BRIEF:
Pick out each line in the items below that contains the word "positive" and copy those lines.

EXERCISE MATERIALS:
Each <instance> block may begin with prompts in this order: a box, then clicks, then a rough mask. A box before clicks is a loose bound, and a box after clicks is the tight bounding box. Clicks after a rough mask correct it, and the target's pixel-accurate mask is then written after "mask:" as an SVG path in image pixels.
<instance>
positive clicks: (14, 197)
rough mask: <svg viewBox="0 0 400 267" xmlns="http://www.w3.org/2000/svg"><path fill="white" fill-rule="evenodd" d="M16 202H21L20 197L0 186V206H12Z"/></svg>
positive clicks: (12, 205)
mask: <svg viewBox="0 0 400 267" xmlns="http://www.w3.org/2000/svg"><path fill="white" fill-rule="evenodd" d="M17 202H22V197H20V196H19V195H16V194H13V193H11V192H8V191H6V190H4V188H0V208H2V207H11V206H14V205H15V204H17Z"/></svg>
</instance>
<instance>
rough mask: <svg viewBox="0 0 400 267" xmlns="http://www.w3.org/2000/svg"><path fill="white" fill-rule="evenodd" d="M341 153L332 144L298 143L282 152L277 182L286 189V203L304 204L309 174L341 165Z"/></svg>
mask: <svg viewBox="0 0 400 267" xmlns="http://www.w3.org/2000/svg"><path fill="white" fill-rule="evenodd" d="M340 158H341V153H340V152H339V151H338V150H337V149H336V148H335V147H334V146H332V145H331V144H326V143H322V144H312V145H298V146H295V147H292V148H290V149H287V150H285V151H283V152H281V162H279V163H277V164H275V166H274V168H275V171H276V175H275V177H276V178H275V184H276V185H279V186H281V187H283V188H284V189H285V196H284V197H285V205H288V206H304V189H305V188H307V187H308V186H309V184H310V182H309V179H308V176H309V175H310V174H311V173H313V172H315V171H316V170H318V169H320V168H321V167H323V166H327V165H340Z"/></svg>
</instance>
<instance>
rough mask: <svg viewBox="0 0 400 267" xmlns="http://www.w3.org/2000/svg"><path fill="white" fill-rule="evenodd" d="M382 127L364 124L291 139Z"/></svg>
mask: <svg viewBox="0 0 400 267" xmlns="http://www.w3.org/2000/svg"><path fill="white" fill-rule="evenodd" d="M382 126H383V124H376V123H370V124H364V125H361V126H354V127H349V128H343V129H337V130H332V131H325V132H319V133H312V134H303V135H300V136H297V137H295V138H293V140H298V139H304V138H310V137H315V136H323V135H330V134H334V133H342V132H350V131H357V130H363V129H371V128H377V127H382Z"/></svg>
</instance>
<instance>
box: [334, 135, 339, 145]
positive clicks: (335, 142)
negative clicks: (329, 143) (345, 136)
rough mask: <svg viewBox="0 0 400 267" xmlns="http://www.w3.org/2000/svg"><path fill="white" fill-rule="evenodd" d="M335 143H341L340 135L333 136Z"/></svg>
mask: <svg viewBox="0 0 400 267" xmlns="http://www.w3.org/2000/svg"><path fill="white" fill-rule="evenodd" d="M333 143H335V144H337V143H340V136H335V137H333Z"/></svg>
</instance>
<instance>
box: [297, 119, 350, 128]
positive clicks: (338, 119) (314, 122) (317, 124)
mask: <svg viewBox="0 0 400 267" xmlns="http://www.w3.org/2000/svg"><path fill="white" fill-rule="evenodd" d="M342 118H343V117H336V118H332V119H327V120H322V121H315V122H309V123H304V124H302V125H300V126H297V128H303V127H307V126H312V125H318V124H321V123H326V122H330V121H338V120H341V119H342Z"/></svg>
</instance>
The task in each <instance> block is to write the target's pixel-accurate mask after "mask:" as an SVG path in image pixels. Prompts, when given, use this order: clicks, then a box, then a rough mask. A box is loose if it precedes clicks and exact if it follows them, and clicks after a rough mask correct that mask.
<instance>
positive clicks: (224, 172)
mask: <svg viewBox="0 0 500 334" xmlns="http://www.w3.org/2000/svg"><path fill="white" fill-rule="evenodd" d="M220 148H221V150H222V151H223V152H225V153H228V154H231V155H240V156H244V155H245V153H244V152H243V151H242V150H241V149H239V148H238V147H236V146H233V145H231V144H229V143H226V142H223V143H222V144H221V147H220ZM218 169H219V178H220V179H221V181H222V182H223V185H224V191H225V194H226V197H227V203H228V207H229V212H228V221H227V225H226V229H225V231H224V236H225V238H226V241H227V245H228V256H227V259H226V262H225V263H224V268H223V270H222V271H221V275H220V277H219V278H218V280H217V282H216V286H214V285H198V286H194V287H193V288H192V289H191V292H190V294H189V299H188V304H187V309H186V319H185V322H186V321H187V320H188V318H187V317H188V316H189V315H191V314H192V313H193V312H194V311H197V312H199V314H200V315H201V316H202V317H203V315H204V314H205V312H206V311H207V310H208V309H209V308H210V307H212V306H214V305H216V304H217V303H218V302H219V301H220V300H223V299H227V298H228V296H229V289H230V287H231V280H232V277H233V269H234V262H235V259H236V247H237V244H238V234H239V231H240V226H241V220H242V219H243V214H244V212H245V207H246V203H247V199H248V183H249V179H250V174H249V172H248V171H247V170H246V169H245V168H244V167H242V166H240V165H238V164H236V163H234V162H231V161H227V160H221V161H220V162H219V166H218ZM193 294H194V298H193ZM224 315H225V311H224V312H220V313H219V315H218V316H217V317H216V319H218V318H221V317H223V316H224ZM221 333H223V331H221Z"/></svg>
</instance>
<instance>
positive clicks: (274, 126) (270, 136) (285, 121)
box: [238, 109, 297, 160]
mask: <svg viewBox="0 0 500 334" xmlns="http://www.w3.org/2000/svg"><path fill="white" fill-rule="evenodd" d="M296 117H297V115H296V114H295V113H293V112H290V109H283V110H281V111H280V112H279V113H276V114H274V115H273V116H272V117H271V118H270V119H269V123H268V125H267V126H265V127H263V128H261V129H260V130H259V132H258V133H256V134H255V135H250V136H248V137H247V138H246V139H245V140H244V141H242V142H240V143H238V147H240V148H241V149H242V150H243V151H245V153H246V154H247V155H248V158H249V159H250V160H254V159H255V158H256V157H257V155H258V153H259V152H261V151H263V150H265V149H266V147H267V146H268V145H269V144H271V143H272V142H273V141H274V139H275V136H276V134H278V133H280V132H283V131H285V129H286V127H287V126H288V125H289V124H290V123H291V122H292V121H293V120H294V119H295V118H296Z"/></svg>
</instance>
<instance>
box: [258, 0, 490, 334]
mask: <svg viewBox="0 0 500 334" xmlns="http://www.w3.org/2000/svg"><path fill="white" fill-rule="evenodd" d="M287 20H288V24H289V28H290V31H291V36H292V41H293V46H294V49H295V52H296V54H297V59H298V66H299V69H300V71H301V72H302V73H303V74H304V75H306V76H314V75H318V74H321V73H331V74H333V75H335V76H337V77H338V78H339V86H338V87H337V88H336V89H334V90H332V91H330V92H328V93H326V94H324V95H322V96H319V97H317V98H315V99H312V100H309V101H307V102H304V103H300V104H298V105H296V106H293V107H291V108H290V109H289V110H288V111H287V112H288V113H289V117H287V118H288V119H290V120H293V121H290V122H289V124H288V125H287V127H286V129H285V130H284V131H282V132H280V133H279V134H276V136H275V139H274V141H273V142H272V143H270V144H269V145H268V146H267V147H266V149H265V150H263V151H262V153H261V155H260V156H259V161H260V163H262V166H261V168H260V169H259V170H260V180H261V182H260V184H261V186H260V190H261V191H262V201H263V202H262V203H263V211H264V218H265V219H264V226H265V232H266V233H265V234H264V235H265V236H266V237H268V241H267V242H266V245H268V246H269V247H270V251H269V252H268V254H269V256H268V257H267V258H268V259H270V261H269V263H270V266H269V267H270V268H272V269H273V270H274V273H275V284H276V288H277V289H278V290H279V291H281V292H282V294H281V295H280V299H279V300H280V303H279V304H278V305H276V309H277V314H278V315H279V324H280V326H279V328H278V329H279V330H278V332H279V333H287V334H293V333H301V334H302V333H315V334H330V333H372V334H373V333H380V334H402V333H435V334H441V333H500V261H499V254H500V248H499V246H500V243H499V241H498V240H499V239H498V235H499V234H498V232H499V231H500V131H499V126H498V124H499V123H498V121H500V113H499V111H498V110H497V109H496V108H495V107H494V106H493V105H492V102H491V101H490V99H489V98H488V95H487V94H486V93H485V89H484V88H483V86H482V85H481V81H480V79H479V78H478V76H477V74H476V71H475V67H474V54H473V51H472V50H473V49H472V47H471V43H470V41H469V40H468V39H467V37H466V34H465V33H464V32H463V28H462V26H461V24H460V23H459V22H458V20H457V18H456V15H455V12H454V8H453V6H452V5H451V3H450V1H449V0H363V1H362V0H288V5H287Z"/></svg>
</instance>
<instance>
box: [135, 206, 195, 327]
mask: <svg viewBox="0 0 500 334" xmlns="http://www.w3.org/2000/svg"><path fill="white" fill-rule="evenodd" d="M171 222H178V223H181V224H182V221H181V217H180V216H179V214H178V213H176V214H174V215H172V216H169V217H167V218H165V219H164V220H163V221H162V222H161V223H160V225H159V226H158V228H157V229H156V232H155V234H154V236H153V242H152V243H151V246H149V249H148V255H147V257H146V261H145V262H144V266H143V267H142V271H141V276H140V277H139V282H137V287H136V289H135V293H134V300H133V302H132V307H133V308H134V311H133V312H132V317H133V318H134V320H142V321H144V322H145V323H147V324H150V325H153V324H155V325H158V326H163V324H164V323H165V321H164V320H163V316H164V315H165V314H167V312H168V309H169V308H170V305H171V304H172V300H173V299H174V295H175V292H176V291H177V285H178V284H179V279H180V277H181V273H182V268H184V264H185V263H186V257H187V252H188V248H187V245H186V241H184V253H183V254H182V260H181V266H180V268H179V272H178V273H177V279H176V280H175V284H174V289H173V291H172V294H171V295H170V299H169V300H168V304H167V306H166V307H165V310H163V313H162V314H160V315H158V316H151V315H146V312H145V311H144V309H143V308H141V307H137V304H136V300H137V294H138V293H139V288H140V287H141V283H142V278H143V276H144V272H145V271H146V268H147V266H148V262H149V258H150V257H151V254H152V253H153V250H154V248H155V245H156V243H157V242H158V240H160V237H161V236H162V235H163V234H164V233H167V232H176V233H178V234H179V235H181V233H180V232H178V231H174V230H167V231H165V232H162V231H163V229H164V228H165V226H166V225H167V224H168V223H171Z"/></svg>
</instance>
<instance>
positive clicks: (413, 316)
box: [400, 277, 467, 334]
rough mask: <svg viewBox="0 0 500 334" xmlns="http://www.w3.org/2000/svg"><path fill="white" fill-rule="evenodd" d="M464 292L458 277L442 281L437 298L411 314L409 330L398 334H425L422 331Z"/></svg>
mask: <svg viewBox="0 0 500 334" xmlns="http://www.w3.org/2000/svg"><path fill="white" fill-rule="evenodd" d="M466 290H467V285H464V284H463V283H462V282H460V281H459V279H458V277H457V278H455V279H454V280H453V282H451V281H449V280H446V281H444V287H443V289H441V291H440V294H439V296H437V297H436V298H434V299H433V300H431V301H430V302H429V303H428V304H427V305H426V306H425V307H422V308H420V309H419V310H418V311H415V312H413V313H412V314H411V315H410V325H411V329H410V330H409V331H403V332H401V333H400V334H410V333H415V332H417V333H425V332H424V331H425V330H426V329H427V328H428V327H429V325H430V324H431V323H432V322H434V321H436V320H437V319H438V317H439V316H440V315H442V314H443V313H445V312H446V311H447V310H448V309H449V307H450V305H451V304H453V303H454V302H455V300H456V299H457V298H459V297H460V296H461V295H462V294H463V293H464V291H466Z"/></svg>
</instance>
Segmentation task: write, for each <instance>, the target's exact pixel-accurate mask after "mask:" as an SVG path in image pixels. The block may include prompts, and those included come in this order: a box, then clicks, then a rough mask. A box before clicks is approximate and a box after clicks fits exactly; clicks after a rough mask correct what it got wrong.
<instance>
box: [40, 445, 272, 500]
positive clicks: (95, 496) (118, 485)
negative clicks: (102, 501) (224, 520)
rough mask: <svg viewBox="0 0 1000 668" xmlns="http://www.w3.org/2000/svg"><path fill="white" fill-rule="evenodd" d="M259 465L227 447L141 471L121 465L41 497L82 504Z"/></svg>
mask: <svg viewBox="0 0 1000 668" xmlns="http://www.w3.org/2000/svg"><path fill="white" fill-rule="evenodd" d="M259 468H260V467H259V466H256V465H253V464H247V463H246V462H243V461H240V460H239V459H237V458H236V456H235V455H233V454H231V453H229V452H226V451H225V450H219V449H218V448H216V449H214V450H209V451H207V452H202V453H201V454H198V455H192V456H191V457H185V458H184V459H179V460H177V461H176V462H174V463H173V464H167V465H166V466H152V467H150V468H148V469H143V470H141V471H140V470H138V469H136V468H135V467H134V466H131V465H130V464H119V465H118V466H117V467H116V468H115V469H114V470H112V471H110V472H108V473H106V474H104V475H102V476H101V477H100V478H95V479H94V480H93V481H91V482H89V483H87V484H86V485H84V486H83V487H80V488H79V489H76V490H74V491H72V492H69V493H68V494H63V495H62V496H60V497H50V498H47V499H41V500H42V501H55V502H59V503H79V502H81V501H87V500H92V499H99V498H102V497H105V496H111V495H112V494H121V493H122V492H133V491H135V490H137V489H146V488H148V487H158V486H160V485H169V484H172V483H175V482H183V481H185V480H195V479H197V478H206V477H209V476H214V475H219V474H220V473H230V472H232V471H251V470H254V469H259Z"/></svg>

EXERCISE SOLUTION:
positive clicks: (14, 197)
positive clicks: (12, 205)
positive clicks: (335, 142)
positive clicks: (338, 119) (314, 122) (317, 124)
positive clicks: (224, 172)
positive clicks: (274, 126) (270, 136) (285, 121)
positive clicks: (413, 316)
positive clicks: (95, 496) (118, 485)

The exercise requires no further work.